EXERCISE PROMPT: What you return should match the data exactly, from the first line to the last.

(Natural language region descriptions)
************
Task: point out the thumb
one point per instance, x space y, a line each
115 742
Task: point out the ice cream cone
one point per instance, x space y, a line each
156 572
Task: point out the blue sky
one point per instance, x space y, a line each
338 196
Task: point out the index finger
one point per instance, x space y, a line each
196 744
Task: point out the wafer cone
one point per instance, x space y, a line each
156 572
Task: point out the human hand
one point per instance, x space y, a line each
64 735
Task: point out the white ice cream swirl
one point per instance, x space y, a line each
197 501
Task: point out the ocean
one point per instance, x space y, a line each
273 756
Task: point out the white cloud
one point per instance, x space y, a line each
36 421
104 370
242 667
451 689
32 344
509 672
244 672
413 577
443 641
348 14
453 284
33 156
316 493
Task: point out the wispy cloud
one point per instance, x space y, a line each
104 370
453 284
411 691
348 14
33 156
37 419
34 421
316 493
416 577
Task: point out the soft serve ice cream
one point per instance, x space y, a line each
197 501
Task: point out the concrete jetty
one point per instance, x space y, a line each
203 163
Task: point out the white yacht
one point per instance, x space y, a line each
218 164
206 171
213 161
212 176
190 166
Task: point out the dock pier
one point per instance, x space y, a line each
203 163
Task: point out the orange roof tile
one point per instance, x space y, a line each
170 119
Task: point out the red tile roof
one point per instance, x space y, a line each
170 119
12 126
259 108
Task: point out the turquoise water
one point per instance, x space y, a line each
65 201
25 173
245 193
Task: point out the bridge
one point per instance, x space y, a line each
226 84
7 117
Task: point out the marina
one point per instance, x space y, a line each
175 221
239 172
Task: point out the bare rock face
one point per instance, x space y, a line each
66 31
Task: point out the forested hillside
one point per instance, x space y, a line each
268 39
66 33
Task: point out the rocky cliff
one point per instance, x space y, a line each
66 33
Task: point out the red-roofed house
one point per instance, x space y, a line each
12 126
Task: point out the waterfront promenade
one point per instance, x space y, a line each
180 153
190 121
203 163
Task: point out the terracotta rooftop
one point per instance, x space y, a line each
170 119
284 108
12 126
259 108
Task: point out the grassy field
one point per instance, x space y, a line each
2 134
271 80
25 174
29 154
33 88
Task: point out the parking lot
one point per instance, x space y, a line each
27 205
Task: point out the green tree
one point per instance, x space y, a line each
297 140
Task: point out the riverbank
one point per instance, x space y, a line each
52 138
************
SOLUTION BELOW:
Task: point out the thumb
one point per instance, x space y, a line each
115 742
Task: point out the ice cream cone
one point per instance, x space y, a line each
156 572
Task: point out the blue sky
one point per instance, x space y, a line each
338 196
Task: point out the index finger
one point per instance, x space y, a line each
196 744
Task: point out the wafer cone
one point per instance, x space y, a line each
156 572
Task: point out the human hand
one point per instance, x space y, a line each
64 735
Task: point out the white ice cream swirl
one point per instance, x space y, a line each
197 501
Task: point out the ocean
one point per instance, x space y, a line each
273 756
Task: point out the white cloud
one point per instance, x space y, a line each
36 421
104 370
242 667
451 689
32 344
509 672
244 672
413 577
443 641
348 14
453 284
33 156
316 493
Task: point out the wispy cloud
one point per instance, x space y, a line each
104 370
453 284
411 691
348 14
33 156
37 419
34 421
316 493
416 577
Task: point out the soft serve ice cream
one point per instance, x space y, a line each
197 501
Task: point out the concrete jetty
one point per instance, x space y, a line each
203 163
Task: point out the white yacht
one point per instance, x space y, a line each
218 164
206 171
213 161
212 176
190 166
Task: point out the dock pier
one point per instance, x space y, a line each
203 163
Task: point out the orange roof tile
one point per instance, x space y, a line each
170 119
Task: point out the red tile roof
one point per instance, x space y, a line each
170 119
12 126
259 108
Task: point out the turquoise water
one point per instance, x space y, a line each
65 201
25 173
245 193
Task: point out the bridge
one point per instance, x space y, a line each
226 84
7 117
Task: point out the marina
one point per instance, x space y, a line each
175 221
239 172
Task: point out the bare rock face
one point per instance, x space y, a line each
66 31
Task: point out the forested hillside
one point per instance, x space y, a line each
268 39
66 33
Task: point out the rocky cliff
one point per instance, x space y, a line each
66 33
Task: point out the red-roofed house
one point per instance, x space y, a line each
12 126
Task: point out the waterfront promenade
one point per instance, x space y, a line each
180 153
190 121
203 163
Task: point out the terracotta rooftop
one point per instance, x space y, a line each
170 119
284 108
12 126
259 108
Task: point out the grassy field
one point per instance, x space y, a line each
2 134
271 80
25 174
29 154
33 88
Task: point out the parking lot
one point per instance, x space y, a line each
27 205
Task: point out the green tree
one point per instance, x space y, a line each
297 140
Task: point out the riverbank
one point per instance, x space y, a line each
52 138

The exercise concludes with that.